TEXT section start

An Emaya employee is alleged to have used union leave for a private trip to Bali. A medical certificate from Indonesia after an accident uncovered the case — now dismissal without notice is threatened. An analysis of what the real issue is and how municipal utilities should act more transparently in the future.
Leave instead of a long-haul trip? Emaya employee in Bali triggers employment-law repercussions
Key question: Can leave granted for union work become a private long-haul trip — and how should this be examined legally?
On 28 November 2025 a case came to light that has been appearing in many conversations on the small squares and in cafés across Palma: an employee of Emaya, the municipal utility, is suspected of having used his union leave for a private trip to Bali. The suspicion arose when the man submitted a medical certificate from Bali after an accident there. Officially he had not applied for regular vacation; instead he was absent during a period of leave.
Critical analysis: The case is not only a personnel matter. It touches on the rules for special leave, the trust between employer, employees and unions, and the control mechanisms in municipal enterprises. A medical certificate from abroad does not automatically prove fraud. However, it raises questions: Why was the trip not officially reported? Were there clear agreements between the union, the employee and Emaya? And how robust are the internal checks before such a severe measure as dismissal without notice is threatened?
What has been missing in the public discourse so far: the legal limits of union leave, Emaya's internal guidelines and the role of unions in supporting their members. The public and those affected often hear only the short message “suspected abuse” or “dismissal without notice threatened.” Exact facts about the duration of the leave, records of working time or specific agreements remain unmentioned. Without these details it is difficult to judge whether the employer's actions are proportionate or whether the employee is being unfairly exposed.
A scene from everyday life: on a windy morning along the Passeig Marítim you can see Emaya vans passing by, workers with orange in their hands taking a break at a bus stop. The smell of freshly baked ensaimadas mixes with the honking of buses. Such images show that Emaya is part of everyday city life. If now an employee stands at the center of a dismissal debate, colleagues feel it immediately — at the coffee counter, when handing over keys, in scheduling jobs.
Concrete solutions: First: transparent rules. Emaya and other municipal utilities should publish binding guidelines for leave: purpose, duration, and reporting obligations. Second: verifiable processes. Digital attendance or deployment records for periods of leave can prevent misunderstandings without undermining unions' rights. Third: mediation instead of escalation. In case of uncertainties a neutral mediation body should be involved — a combination of HR, a union representative and an external reviewer. Fourth: proportionality as a standard. Disciplinary measures must be graduated: clarification, hearing, and, if necessary, sanction — the immediate threat of dismissal without notice should remain the exception. Finally: prevention through training. Employees and works councils need clear information about what leave permits and what it does not.
Why this debate matters for Mallorca: municipal utilities like Emaya ensure water supply, waste collection and clean streets. A loss of trust between staff and employer can have real consequences: less flexibility, poorer deployment planning, concern for colleagues. You notice it quickly on Palma's streets — when a team is missing, cardboard boxes remain longer at the curb and reports pile up at headquarters.
Concise conclusion: The suspicion of misuse of leave is serious and must be investigated. But legal protection only works with transparent rules, fair verification mechanisms, and the goal of preserving employment relationships rather than destroying them hastily. Emaya stands here as an example of a broader task: designing municipal transparency in a way that provides legal certainty for employees and trust for the public.

TEXT section end

▶ WHAT THIS EXERCISE ASKS:
• a. Quote the stretch of the Emaya article from "Critical analysis: The" through "notice is threatened?".
• b. Answer these questions from the Emaya article:
(i) On what date did the case come to light?
(ii) What three services do municipal utilities like Emaya ensure?
(iii) Which three parties should make up the proposed neutral mediation body?
The entries are not needed for any of this work.

DATA TO EXAMINE section start

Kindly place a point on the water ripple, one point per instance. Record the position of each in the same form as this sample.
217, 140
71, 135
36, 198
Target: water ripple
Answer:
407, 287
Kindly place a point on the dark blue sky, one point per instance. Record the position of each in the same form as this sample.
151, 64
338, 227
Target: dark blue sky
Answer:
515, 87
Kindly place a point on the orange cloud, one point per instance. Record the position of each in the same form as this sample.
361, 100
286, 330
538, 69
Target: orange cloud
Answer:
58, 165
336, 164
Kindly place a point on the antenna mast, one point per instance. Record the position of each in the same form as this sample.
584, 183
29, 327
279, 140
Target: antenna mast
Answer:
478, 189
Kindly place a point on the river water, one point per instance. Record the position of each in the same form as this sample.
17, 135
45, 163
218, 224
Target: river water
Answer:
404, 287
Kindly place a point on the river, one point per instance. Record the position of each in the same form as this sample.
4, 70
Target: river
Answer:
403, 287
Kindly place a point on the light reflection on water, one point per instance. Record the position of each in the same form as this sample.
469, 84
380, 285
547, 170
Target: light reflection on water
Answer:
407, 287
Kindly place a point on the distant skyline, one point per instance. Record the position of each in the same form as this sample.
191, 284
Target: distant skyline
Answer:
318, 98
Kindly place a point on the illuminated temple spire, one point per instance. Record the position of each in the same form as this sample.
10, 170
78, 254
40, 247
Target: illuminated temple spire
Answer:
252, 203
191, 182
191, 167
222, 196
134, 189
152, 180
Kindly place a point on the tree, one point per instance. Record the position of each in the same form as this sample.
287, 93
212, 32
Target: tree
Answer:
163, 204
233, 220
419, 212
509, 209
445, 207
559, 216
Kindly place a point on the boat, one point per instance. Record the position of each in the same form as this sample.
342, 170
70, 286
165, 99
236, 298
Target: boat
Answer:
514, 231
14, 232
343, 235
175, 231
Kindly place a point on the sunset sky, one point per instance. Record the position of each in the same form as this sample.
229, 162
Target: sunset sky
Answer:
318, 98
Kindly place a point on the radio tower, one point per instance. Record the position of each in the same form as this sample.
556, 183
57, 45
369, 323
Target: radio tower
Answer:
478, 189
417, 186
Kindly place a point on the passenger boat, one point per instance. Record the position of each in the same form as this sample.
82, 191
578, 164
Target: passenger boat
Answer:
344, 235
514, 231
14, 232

DATA TO EXAMINE section end
DATA TO EXAMINE section start

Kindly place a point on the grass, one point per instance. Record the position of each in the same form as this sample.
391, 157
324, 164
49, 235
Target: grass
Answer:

DATA TO EXAMINE section end
DATA TO EXAMINE section start

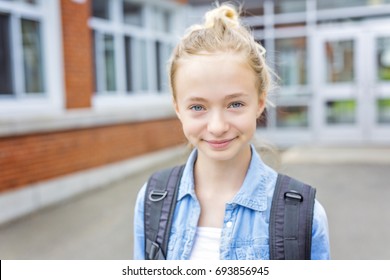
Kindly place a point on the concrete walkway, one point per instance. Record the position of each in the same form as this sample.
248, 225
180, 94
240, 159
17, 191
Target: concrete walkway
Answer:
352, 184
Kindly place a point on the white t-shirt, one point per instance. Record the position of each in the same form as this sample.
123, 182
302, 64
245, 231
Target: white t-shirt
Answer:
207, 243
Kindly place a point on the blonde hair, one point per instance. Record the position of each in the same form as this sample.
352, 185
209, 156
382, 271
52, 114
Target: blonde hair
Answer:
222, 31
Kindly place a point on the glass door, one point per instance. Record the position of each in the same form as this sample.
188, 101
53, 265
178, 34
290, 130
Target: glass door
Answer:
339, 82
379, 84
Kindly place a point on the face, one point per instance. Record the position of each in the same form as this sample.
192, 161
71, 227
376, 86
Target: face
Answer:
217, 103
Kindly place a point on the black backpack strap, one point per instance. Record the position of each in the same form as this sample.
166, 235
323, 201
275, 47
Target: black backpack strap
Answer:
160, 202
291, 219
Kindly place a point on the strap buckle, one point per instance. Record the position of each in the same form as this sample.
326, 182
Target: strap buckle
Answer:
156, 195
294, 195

DATA TO EXAMINE section end

▶ YOUR WRITTEN ANSWERS:
• a.
Critical analysis: The case is not only a personnel matter. It touches on the rules for special leave, the trust between employer, employees and unions, and the control mechanisms in municipal enterprises. A medical certificate from abroad does not automatically prove fraud. However, it raises questions: Why was the trip not officially reported? Were there clear agreements between the union, the employee and Emaya? And how robust are the internal checks before such a severe measure as dismissal without notice is threatened?

• b.
(i) 28 November 2025
(ii) Water supply, waste collection and clean streets
(iii) HR, a union representative and an external reviewer